Copy exactly the lines from the "Note to the class: identify the brown" line to the end, both included, and nothing else.

-- start of RECORD EXTRACTS --

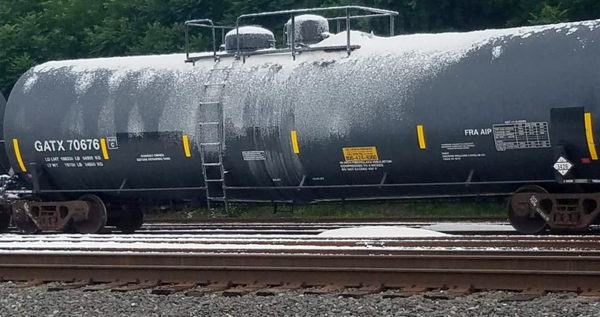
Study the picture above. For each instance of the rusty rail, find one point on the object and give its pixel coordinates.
(550, 270)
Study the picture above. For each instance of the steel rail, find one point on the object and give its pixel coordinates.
(480, 272)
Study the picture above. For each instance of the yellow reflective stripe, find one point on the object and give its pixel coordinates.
(18, 155)
(589, 134)
(294, 136)
(186, 146)
(421, 136)
(104, 148)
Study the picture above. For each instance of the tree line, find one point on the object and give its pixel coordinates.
(36, 31)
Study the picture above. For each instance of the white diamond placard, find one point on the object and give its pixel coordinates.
(563, 166)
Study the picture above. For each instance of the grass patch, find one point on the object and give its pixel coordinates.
(459, 209)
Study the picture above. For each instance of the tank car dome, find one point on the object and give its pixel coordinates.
(308, 29)
(252, 38)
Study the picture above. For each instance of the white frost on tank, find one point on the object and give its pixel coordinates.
(497, 51)
(84, 82)
(106, 118)
(145, 78)
(249, 29)
(135, 124)
(572, 30)
(29, 82)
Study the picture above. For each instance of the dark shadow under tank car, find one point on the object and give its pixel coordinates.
(350, 116)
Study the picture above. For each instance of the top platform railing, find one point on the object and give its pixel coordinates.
(365, 13)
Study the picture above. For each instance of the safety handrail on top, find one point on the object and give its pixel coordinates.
(373, 12)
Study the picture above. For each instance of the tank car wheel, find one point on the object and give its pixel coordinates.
(130, 220)
(520, 214)
(96, 217)
(5, 215)
(20, 218)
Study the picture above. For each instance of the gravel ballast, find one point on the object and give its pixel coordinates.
(37, 301)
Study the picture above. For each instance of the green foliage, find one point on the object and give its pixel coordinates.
(35, 31)
(549, 14)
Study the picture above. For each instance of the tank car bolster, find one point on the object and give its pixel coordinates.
(86, 215)
(559, 211)
(4, 163)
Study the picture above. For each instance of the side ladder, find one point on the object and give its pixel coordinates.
(213, 136)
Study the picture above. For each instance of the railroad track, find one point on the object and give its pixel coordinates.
(311, 228)
(293, 228)
(404, 266)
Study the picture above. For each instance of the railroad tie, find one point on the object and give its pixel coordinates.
(29, 283)
(407, 292)
(327, 289)
(243, 290)
(209, 288)
(136, 286)
(105, 286)
(173, 288)
(271, 291)
(525, 295)
(362, 291)
(70, 285)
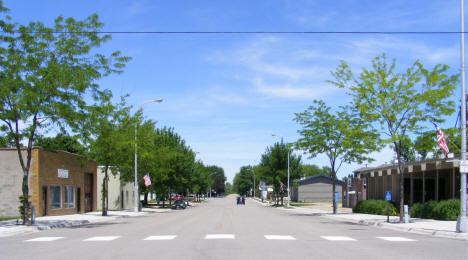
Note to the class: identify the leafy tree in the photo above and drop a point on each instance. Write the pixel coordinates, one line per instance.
(61, 142)
(45, 76)
(340, 135)
(274, 168)
(398, 102)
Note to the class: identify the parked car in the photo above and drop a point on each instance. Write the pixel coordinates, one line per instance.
(179, 204)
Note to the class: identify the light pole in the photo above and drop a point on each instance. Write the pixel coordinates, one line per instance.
(462, 221)
(137, 195)
(289, 195)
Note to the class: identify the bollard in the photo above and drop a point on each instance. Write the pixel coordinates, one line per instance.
(406, 214)
(33, 215)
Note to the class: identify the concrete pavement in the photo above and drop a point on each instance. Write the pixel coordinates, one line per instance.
(437, 228)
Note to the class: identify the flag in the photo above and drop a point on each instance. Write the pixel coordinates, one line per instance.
(147, 180)
(441, 141)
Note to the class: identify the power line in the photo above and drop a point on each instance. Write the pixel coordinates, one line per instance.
(245, 32)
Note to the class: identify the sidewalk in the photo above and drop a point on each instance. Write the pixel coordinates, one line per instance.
(436, 228)
(10, 227)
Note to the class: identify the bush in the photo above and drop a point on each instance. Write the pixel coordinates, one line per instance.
(447, 210)
(377, 207)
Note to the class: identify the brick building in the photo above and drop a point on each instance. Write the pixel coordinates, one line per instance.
(60, 183)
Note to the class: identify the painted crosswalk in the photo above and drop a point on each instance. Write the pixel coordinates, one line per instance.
(222, 237)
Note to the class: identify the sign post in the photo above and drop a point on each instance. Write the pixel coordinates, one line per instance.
(388, 198)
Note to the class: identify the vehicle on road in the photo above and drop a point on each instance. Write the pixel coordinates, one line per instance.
(179, 204)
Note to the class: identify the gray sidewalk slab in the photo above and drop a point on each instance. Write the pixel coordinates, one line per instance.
(437, 228)
(10, 227)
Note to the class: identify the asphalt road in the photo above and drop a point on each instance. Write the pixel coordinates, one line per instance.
(220, 229)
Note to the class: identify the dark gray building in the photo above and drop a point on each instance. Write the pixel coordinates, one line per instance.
(317, 188)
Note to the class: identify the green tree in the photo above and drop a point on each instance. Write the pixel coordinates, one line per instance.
(62, 142)
(274, 168)
(339, 135)
(398, 102)
(45, 76)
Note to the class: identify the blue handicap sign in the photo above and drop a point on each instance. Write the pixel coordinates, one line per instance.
(388, 195)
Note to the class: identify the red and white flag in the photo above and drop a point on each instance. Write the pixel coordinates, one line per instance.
(147, 180)
(441, 141)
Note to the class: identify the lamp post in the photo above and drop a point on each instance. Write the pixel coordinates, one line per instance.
(289, 195)
(137, 194)
(462, 221)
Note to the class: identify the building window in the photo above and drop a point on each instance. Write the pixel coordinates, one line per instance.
(55, 197)
(69, 197)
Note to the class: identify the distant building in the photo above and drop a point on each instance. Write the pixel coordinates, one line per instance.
(120, 194)
(316, 189)
(435, 179)
(60, 183)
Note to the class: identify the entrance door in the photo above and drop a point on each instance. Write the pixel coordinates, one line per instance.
(78, 200)
(88, 192)
(44, 201)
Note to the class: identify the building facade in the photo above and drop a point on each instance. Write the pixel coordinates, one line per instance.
(317, 188)
(60, 183)
(435, 179)
(120, 194)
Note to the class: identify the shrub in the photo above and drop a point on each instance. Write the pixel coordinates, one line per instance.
(416, 210)
(447, 210)
(377, 207)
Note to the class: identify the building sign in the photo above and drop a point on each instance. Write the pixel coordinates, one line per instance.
(62, 173)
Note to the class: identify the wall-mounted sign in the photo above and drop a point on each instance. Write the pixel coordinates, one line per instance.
(62, 173)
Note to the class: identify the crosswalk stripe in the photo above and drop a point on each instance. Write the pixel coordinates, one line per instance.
(278, 237)
(219, 236)
(166, 237)
(43, 239)
(396, 239)
(338, 238)
(104, 238)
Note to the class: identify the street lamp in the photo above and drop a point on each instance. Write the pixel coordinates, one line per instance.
(289, 195)
(137, 195)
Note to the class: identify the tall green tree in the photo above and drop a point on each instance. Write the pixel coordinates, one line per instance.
(274, 168)
(397, 102)
(45, 77)
(339, 135)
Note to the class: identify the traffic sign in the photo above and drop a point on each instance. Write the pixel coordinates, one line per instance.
(388, 195)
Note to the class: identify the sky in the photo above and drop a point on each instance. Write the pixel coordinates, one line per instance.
(225, 94)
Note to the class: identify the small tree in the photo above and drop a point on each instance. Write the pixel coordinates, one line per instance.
(44, 79)
(398, 102)
(340, 135)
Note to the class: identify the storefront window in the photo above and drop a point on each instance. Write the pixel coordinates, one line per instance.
(55, 197)
(69, 197)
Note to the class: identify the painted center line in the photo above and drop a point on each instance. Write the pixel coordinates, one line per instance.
(43, 239)
(167, 237)
(219, 236)
(396, 239)
(105, 238)
(277, 237)
(338, 238)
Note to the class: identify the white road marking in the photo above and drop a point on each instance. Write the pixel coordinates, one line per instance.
(105, 238)
(277, 237)
(338, 238)
(167, 237)
(219, 236)
(396, 239)
(43, 239)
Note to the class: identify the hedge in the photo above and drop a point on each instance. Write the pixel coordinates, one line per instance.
(443, 210)
(377, 207)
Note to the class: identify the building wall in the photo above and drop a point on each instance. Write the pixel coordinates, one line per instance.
(11, 179)
(78, 167)
(317, 192)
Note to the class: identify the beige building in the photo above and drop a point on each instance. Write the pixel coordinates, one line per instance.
(60, 182)
(120, 194)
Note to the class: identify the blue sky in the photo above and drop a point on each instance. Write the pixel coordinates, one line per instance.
(226, 94)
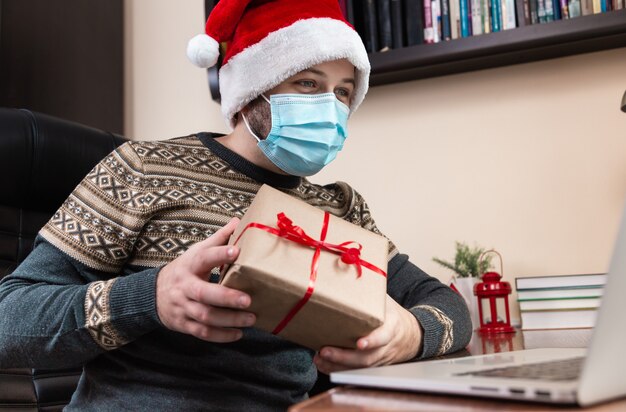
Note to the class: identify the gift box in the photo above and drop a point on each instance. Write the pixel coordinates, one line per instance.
(314, 279)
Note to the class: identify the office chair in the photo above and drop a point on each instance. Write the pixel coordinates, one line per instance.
(42, 159)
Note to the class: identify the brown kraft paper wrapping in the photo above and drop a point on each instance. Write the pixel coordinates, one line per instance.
(276, 272)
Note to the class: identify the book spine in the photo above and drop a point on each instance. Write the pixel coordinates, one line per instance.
(564, 7)
(597, 6)
(549, 10)
(385, 41)
(586, 7)
(455, 19)
(436, 18)
(465, 23)
(446, 33)
(541, 11)
(429, 35)
(477, 22)
(414, 22)
(522, 12)
(397, 27)
(485, 11)
(370, 26)
(534, 11)
(574, 8)
(510, 14)
(496, 16)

-- end of RECORD EXTRACTS --

EXPECTED OUTPUT
Note to the class: identify the brown kraft paper wrapping in the photo above and drop a point on each instance. Write the pixel coordinates, one line per instance.
(276, 272)
Note to the class: identify the book spine in the photo above and drop a point on each instance. Write the pixel coordinates, one line per instance.
(564, 7)
(597, 6)
(549, 10)
(385, 41)
(586, 7)
(455, 19)
(436, 18)
(465, 23)
(446, 33)
(541, 11)
(429, 35)
(477, 22)
(414, 22)
(522, 12)
(397, 27)
(485, 11)
(370, 26)
(534, 11)
(574, 8)
(510, 14)
(496, 16)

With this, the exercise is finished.